• **EXERCISE DATA**:
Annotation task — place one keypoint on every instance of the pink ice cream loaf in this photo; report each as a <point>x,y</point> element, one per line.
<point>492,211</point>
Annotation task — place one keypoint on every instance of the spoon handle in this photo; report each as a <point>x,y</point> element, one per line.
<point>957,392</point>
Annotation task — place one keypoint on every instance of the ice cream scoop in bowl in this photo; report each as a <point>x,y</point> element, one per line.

...

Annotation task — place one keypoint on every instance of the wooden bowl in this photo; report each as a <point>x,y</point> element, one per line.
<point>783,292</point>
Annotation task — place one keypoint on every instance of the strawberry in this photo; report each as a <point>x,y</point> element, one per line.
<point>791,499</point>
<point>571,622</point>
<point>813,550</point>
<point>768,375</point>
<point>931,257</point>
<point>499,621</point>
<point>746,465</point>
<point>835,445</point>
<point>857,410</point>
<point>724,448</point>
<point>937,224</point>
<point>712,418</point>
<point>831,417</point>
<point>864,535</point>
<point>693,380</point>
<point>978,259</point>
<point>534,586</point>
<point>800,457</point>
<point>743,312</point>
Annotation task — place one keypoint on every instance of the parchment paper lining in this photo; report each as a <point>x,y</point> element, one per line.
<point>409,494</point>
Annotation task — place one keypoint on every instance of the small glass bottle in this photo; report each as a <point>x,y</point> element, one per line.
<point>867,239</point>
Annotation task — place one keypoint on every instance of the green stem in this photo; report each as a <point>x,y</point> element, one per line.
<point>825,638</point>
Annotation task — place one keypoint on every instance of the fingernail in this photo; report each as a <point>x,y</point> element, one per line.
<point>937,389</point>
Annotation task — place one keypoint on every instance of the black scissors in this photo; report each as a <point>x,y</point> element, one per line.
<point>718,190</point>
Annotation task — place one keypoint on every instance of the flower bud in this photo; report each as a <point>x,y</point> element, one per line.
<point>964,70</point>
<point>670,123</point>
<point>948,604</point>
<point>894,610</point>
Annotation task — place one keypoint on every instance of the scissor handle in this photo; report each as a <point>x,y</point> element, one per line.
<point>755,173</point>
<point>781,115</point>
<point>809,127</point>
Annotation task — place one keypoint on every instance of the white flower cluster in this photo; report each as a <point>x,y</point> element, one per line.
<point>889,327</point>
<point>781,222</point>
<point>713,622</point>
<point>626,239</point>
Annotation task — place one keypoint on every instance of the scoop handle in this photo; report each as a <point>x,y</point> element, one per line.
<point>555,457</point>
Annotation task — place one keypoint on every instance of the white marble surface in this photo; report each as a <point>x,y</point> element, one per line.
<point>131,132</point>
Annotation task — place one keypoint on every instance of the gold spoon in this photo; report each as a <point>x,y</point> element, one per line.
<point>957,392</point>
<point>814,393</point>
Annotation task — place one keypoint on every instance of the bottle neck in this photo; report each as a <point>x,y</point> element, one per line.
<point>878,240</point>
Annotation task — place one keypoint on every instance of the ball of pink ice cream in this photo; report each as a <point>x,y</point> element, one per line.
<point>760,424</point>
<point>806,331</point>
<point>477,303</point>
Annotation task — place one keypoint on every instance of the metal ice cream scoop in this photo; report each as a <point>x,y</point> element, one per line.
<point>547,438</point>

...

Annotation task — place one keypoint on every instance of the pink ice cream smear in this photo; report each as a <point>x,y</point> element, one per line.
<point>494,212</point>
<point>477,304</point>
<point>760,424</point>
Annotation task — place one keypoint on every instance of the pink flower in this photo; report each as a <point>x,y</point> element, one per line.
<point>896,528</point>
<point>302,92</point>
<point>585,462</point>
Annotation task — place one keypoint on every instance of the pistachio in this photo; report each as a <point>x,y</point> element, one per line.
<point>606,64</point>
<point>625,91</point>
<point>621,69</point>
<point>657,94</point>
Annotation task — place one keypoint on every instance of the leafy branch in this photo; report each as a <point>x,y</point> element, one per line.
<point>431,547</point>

• **EXERCISE REQUIREMENTS**: Copy out only the lines of the records above from the one with "ice cream loaf" through the one with "the ice cream", exactly as they stand, both included.

• **ANSWER BOX**:
Annotation task — place one keypoint on every instance of the pink ice cream loaf in this photo; report each as a <point>x,y</point> element, one per line.
<point>492,211</point>
Annotation task — place one keypoint on every instance of the spoon handle in this photo; report each as a <point>x,y</point> element, one per line.
<point>957,392</point>
Annotation task — place one keypoint on every instance of the ice cream scoop in bowl in this photo; report each as a <point>x,y</point> element, one per line.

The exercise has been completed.